* _Your instructions_: Reproduce all of the material below word for word, leaving out the pictures.

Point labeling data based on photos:

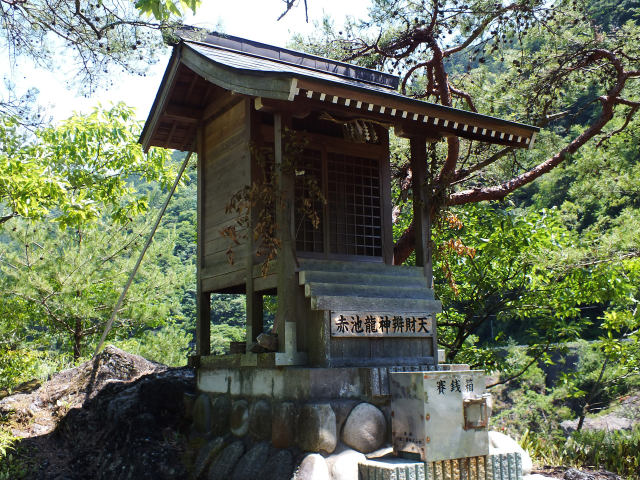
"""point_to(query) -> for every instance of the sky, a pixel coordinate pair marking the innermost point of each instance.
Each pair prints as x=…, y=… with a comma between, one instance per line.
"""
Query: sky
x=252, y=19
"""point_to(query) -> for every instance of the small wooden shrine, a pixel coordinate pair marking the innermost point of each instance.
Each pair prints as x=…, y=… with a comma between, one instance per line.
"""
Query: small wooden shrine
x=341, y=300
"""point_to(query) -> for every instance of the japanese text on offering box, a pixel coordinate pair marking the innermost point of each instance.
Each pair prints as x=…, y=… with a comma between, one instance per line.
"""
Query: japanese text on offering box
x=359, y=324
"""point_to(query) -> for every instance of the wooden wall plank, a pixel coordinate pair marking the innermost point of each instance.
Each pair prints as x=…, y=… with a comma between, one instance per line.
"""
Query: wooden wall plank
x=203, y=298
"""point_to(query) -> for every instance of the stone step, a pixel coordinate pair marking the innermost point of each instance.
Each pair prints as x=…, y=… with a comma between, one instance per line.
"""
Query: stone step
x=381, y=292
x=361, y=278
x=375, y=304
x=359, y=267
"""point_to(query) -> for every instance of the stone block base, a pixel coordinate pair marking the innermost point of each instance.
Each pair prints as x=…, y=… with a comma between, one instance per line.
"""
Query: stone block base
x=492, y=467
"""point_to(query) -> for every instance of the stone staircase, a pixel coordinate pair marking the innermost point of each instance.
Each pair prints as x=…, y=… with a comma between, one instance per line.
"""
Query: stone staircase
x=366, y=286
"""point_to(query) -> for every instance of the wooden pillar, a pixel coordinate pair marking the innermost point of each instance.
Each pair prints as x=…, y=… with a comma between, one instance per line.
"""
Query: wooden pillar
x=254, y=300
x=203, y=299
x=288, y=288
x=421, y=207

* _Response to this exercise_:
"""point_to(query) -> for every instance of the sky, a pixel coordinate pair marking the innermost point of each instance.
Each pair prints as x=…, y=… with a comma between, one instance per line.
"""
Query: sky
x=252, y=19
"""point_to(query) -> for every instance of the small wooden shrine, a pixel coordinate pair marking the innermost point of each instance.
Each pair prints as x=…, y=… with a comma between, one instance per line.
"""
Query: small wooden shrine
x=341, y=300
"""point_to(query) -> for every instance of the japanese text on offering box, a pixel coordinate pair marking the innermost point of each instance.
Each pair prints as x=…, y=… with a comma between, one instance per line.
"""
Query: japanese text on offering box
x=359, y=324
"""point_to(query) -> for every instance of the wooden wall plank, a pixel coordinate pair marking the innermost point of each instance.
Each pair prints as x=…, y=… with a comma between, one instance per line.
"""
Query: wooden wall plank
x=203, y=298
"""point_to(query) -> for every instance of the stone step, a pixel coordinate pair marking the innermost point of each instance.
Each pair prints as x=…, y=… with a comma between, one instance per line.
"""
Query: stone step
x=381, y=292
x=361, y=278
x=375, y=304
x=359, y=267
"""point_to(query) -> for every instance of the stone block base, a pixel coordinate pair marking the innermost point of each instance.
Each pair prints as x=…, y=… with a comma between, one instance per line.
"""
Query: stone block base
x=492, y=467
"""point_to(query) -> for every instance of the stone staircase, a pixel coordinate pair marking the innermost point of each instance.
Each pair prints as x=…, y=… with a comma between, one instance per line.
"""
Query: stone staircase
x=366, y=286
"""point_to(query) -> for every instance of the wooden pillar, a pixel coordinate pair marking the innermost point of each instance.
Each pair prints as x=…, y=… with a comma between, one instance per line.
"""
Query: wooden pillar
x=254, y=300
x=203, y=299
x=288, y=288
x=421, y=207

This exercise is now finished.